## Prompt
Render every entry verbatim.

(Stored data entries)

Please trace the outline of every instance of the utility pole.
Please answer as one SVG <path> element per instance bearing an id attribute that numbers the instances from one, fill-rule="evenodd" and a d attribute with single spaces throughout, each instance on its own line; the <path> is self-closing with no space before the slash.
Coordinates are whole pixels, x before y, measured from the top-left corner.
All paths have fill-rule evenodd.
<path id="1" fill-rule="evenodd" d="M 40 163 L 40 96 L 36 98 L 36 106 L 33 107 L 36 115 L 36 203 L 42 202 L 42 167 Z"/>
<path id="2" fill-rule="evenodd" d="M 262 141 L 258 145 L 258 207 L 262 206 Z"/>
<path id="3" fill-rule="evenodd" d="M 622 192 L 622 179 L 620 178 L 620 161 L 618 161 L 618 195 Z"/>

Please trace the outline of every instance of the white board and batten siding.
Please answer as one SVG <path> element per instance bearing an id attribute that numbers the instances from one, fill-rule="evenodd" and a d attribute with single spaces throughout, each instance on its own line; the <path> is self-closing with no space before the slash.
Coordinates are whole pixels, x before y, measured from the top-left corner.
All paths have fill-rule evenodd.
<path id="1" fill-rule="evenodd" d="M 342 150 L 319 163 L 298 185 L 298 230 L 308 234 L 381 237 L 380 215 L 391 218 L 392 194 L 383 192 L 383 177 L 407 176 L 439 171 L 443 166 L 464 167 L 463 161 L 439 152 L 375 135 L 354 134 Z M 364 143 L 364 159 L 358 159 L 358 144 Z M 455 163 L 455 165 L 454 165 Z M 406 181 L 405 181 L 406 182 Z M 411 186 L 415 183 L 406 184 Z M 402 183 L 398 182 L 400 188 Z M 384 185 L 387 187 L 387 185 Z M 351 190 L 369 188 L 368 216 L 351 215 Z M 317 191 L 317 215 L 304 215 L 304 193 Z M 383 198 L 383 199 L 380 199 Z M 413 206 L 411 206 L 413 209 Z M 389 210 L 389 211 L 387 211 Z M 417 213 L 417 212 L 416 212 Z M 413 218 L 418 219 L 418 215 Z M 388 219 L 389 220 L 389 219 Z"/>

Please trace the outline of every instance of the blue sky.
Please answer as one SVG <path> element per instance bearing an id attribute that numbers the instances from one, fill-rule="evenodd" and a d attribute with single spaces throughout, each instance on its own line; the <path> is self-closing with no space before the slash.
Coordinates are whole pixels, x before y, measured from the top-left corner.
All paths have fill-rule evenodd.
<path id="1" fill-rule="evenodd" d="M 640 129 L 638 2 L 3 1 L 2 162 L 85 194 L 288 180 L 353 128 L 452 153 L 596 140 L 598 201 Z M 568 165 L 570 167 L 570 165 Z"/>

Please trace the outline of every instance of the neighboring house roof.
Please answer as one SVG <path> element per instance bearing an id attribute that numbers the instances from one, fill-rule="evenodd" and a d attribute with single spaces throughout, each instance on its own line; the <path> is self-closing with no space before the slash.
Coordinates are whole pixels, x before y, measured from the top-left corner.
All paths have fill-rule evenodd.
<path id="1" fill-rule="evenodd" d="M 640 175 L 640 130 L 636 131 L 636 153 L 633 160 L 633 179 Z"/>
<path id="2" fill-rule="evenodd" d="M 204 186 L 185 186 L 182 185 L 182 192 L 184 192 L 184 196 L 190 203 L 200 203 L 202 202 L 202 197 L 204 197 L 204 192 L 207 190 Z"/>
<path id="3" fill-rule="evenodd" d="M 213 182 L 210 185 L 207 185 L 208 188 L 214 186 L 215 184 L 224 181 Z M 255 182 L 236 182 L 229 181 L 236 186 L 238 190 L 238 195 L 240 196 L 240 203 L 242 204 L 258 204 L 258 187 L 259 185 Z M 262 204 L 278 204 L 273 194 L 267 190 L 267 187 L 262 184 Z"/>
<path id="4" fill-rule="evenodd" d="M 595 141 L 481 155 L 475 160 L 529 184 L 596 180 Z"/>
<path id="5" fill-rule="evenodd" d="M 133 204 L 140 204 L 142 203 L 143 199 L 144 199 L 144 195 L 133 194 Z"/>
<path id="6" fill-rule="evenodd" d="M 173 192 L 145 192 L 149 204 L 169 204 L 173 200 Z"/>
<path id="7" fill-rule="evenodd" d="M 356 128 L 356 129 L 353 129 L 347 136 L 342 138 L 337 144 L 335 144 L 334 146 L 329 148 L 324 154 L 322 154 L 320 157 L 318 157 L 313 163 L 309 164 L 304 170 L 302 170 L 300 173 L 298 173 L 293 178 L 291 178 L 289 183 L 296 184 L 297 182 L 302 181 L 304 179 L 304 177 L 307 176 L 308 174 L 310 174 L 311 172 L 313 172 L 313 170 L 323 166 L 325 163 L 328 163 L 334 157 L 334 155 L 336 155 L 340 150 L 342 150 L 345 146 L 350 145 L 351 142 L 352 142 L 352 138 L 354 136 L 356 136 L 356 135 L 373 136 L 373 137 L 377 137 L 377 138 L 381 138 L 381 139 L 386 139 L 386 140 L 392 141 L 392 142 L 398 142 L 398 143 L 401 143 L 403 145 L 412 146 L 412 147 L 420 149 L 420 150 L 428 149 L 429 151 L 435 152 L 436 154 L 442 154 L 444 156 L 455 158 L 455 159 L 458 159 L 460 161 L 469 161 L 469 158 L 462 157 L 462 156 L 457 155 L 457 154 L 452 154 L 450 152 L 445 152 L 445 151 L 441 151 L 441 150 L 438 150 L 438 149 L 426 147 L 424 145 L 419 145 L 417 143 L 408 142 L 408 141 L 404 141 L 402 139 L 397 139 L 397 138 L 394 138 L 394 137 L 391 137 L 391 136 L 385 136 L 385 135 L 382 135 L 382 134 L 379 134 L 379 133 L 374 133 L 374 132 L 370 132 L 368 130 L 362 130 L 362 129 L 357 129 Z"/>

## Result
Please trace the outline of every instance of the utility pole.
Please answer as one SVG <path> element per instance bearing an id attribute that numbers the instances from one, fill-rule="evenodd" and a d attribute with single spaces throughout, each instance on its own line; the <path> is self-closing with no space before the slash.
Coordinates are whole pixels, x before y, measured from the top-left corner.
All paths have fill-rule evenodd.
<path id="1" fill-rule="evenodd" d="M 40 163 L 40 96 L 36 98 L 36 106 L 33 107 L 36 115 L 36 203 L 42 202 L 42 167 Z"/>
<path id="2" fill-rule="evenodd" d="M 262 141 L 258 145 L 258 207 L 262 206 Z"/>
<path id="3" fill-rule="evenodd" d="M 622 192 L 622 179 L 620 178 L 620 161 L 618 161 L 618 195 Z"/>

Please trace the outline of every instance of the white board and batten siding.
Please answer as one SVG <path> element per instance bearing an id attribute that numbers the instances from one, fill-rule="evenodd" and a d attribute with single spaces throughout, each instance on its own line; the <path> is self-closing with no space before the slash.
Coordinates are whole pixels, x before y, measured from the top-left corner.
All paths have fill-rule evenodd.
<path id="1" fill-rule="evenodd" d="M 342 150 L 319 163 L 298 185 L 298 230 L 308 234 L 381 237 L 380 215 L 391 218 L 392 194 L 383 192 L 383 177 L 407 176 L 439 171 L 443 166 L 464 167 L 463 161 L 439 152 L 375 135 L 354 134 Z M 364 143 L 364 159 L 358 159 L 358 144 Z M 455 163 L 455 165 L 454 165 Z M 406 181 L 405 181 L 406 182 Z M 411 186 L 415 183 L 406 184 Z M 402 183 L 398 182 L 400 188 Z M 384 185 L 387 187 L 387 185 Z M 351 190 L 369 188 L 368 216 L 351 215 Z M 317 191 L 317 215 L 304 215 L 304 193 Z M 383 198 L 383 199 L 380 199 Z M 413 206 L 411 206 L 413 209 Z M 389 210 L 389 211 L 387 211 Z M 417 213 L 417 212 L 416 212 Z M 413 218 L 418 219 L 418 215 Z M 388 219 L 389 220 L 389 219 Z"/>

Please trace the outline of every instance of the blue sky.
Please answer as one SVG <path> element per instance bearing an id attribute that numbers the instances from one, fill-rule="evenodd" and a d attribute with single spaces throughout, each instance on its own line; the <path> is self-closing with no space before the slash.
Coordinates are whole pixels, x before y, measured from the top-left corner.
All paths have fill-rule evenodd.
<path id="1" fill-rule="evenodd" d="M 640 129 L 638 2 L 3 1 L 2 162 L 85 194 L 288 180 L 353 128 L 452 153 L 596 140 L 598 201 Z M 568 165 L 570 167 L 570 165 Z"/>

Please trace the outline of every instance of the neighboring house roof.
Please answer as one SVG <path> element per instance bearing an id attribute that numbers the instances from one, fill-rule="evenodd" and a d attribute with single spaces throughout, each instance on its own line; the <path> is self-closing with no space before the slash.
Coordinates are whole pixels, x before y, measured from the top-left corner.
All paths have fill-rule evenodd.
<path id="1" fill-rule="evenodd" d="M 640 175 L 640 130 L 636 131 L 636 153 L 633 160 L 633 179 Z"/>
<path id="2" fill-rule="evenodd" d="M 204 186 L 185 186 L 182 185 L 182 192 L 184 192 L 184 196 L 190 203 L 200 203 L 202 202 L 202 197 L 204 197 L 204 192 L 207 190 Z"/>
<path id="3" fill-rule="evenodd" d="M 213 182 L 210 185 L 207 185 L 208 188 L 214 186 L 215 184 L 224 181 Z M 255 182 L 236 182 L 229 181 L 236 186 L 238 190 L 238 195 L 240 196 L 240 203 L 242 204 L 258 204 L 258 187 L 259 185 Z M 262 204 L 278 204 L 273 194 L 267 190 L 267 187 L 262 184 Z"/>
<path id="4" fill-rule="evenodd" d="M 595 141 L 481 155 L 475 160 L 529 184 L 596 180 Z"/>
<path id="5" fill-rule="evenodd" d="M 133 204 L 140 204 L 142 203 L 143 199 L 144 199 L 144 195 L 133 194 Z"/>
<path id="6" fill-rule="evenodd" d="M 173 192 L 145 192 L 149 204 L 169 204 L 173 200 Z"/>
<path id="7" fill-rule="evenodd" d="M 356 128 L 356 129 L 353 129 L 347 136 L 342 138 L 337 144 L 335 144 L 334 146 L 329 148 L 324 154 L 322 154 L 320 157 L 318 157 L 313 163 L 309 164 L 304 170 L 302 170 L 300 173 L 298 173 L 293 178 L 291 178 L 289 183 L 296 184 L 297 182 L 302 181 L 304 179 L 304 177 L 307 176 L 308 174 L 310 174 L 311 172 L 313 172 L 313 170 L 323 166 L 325 163 L 328 163 L 334 157 L 334 155 L 336 155 L 340 150 L 342 150 L 345 146 L 350 145 L 351 142 L 352 142 L 352 138 L 354 136 L 356 136 L 356 135 L 373 136 L 373 137 L 377 137 L 377 138 L 381 138 L 381 139 L 386 139 L 386 140 L 392 141 L 392 142 L 398 142 L 398 143 L 401 143 L 403 145 L 412 146 L 412 147 L 420 149 L 420 150 L 428 149 L 429 151 L 435 152 L 436 154 L 442 154 L 444 156 L 455 158 L 455 159 L 458 159 L 460 161 L 469 161 L 469 158 L 462 157 L 462 156 L 457 155 L 457 154 L 452 154 L 450 152 L 445 152 L 445 151 L 441 151 L 441 150 L 438 150 L 438 149 L 426 147 L 424 145 L 419 145 L 417 143 L 408 142 L 408 141 L 404 141 L 402 139 L 397 139 L 397 138 L 394 138 L 394 137 L 391 137 L 391 136 L 385 136 L 385 135 L 382 135 L 382 134 L 379 134 L 379 133 L 374 133 L 374 132 L 370 132 L 368 130 L 362 130 L 362 129 L 357 129 Z"/>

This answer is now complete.